- **TEXT**
──────────

A foundation of cardiovascular disease (CVD) prevention, statin therapy is likely to be cost-effective and enhance health outcomes for men and women aged ≥70 years old, according to a modeling study analysis in the United Kingdom.1
These contemporary patient data showed that lifetime statin use benefited quality-of-life adjusted survival in older men and women, regardless of the history of CVD or low-density lipoprotein cholesterol (LDL-C) levels, and remained economical with the cost of generic statins.
“While further randomized evidence will be helpful, the robustness of these findings indicates that older people are likely to benefit cost-effectively from statin therapy and should be considered for treatment,” wrote the investigative team, led by Borislava Mihaylova, MSc, DPhil, Health Economics Research Center, Nuffield Department of Population Health, University of Oxford.2
Available literature has demonstrated the effectiveness of statins for reducing cardiovascular risk, with regimen intensity linked to larger LDL-C reductions, and thus, prevention of further cardiovascular events.3 Statin therapy can reduce events by about 25% for every 1mmol/L reduction in LDL-C.4
However, fewer data are reported on the benefit of statins for older patients without CVD history and guidelines do not specifically recommend statin initiation for primary CVD prevention in the older population.
For this study, Mihaylova and colleagues evaluated the lifetime effect and cost of statin therapy for older adults in the contemporary UK population, categorized by prior CVD, sex, and LDL-C level, using a recent meta-analysis of randomized evidence of statin benefit, as well as a recently validated CVD model.1
A CVD microsimulation model was developed using the Cholesterol Treatment Trialists’ Collaboration (CTTC) and UK Biobank cohorts to project the first occurrence of cardiovascular events. In this current study, the model’s performance was evaluated against participants aged ≥70 years during follow-up in the UK Biobank and the Whitehall II studies.

──────────

- **PROBLEM**
Update the text on statin therapy in older adults from "For this study, Mihaylova" up to and including "Whitehall II studies.", replacing "meta-analysis" with "pooled analysis".

- **Data records**
──────────

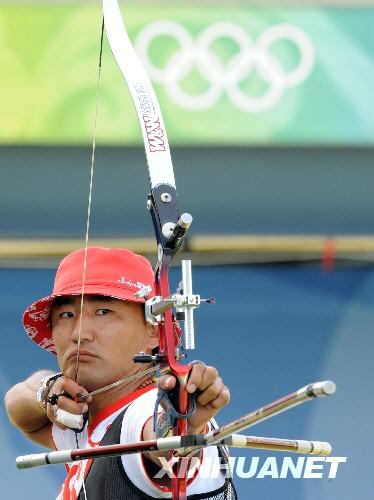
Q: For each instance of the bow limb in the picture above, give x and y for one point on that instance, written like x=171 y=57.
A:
x=162 y=203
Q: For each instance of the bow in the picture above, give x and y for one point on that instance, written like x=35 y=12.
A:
x=170 y=228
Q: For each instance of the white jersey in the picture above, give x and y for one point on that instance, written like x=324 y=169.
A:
x=141 y=406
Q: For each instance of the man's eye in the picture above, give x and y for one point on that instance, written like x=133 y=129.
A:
x=66 y=314
x=103 y=312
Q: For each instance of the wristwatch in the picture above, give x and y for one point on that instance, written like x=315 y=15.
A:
x=44 y=386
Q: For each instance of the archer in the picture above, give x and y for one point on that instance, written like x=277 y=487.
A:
x=94 y=322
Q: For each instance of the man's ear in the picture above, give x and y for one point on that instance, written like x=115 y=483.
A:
x=152 y=338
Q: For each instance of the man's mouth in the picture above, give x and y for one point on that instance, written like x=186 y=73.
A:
x=83 y=355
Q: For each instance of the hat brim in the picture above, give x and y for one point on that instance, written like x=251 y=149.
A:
x=37 y=317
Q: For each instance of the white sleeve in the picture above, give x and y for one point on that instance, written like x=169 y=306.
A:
x=209 y=478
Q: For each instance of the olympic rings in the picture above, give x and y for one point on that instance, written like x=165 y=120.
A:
x=226 y=77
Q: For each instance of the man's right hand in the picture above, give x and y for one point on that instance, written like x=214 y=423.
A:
x=68 y=401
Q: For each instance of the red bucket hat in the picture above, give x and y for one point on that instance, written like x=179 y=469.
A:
x=114 y=272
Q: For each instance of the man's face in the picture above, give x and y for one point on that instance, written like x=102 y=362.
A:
x=112 y=332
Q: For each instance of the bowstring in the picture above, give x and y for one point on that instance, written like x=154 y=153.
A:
x=88 y=227
x=89 y=201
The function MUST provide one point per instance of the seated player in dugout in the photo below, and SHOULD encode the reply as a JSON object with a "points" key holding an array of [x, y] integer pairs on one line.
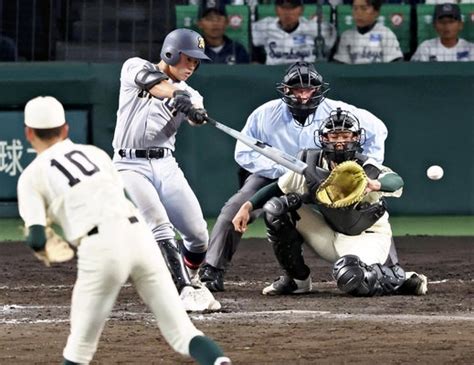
{"points": [[370, 41], [213, 23], [355, 240], [290, 37], [448, 46]]}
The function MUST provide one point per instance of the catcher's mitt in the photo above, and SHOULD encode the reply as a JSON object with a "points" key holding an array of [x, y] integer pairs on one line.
{"points": [[55, 249], [344, 186]]}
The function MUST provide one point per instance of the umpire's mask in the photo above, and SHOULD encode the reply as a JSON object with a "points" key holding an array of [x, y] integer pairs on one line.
{"points": [[299, 77]]}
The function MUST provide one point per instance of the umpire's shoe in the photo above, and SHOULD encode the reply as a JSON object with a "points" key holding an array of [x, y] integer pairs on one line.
{"points": [[286, 285], [212, 277]]}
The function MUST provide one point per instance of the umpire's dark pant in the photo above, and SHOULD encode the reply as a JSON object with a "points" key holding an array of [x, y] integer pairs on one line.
{"points": [[224, 239]]}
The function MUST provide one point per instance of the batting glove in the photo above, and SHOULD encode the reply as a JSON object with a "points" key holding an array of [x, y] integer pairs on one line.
{"points": [[182, 101], [198, 116]]}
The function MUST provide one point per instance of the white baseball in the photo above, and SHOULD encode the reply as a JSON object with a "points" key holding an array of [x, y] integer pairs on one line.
{"points": [[435, 172]]}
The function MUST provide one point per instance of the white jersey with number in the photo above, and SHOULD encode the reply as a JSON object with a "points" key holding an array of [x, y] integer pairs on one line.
{"points": [[378, 45], [75, 186], [434, 50], [144, 121], [283, 48]]}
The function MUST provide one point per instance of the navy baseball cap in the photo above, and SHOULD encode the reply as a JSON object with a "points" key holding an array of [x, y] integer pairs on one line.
{"points": [[209, 7], [289, 3], [447, 10]]}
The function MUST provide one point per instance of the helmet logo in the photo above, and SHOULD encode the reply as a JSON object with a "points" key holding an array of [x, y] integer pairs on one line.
{"points": [[201, 43]]}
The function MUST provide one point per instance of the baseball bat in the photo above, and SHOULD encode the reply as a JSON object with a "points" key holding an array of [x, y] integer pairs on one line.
{"points": [[274, 154]]}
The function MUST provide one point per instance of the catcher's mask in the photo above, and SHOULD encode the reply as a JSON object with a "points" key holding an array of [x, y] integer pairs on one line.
{"points": [[302, 75], [340, 121]]}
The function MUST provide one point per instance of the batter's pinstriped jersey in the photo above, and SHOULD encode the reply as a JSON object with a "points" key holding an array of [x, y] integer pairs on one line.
{"points": [[378, 45], [433, 50], [144, 121], [75, 186], [283, 48]]}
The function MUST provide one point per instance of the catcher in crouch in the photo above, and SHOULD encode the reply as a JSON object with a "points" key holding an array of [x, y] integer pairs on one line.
{"points": [[337, 207]]}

──────────

- **EXPECTED ANSWER**
For this study, Mihaylova and colleagues evaluated the lifetime effect and cost of statin therapy for older adults in the contemporary UK population, categorized by prior CVD, sex, and LDL-C level, using a recent pooled analysis of randomized evidence of statin benefit, as well as a recently validated CVD model.1
A CVD microsimulation model was developed using the Cholesterol Treatment Trialists’ Collaboration (CTTC) and UK Biobank cohorts to project the first occurrence of cardiovascular events. In this current study, the model’s performance was evaluated against participants aged ≥70 years during follow-up in the UK Biobank and the Whitehall II studies.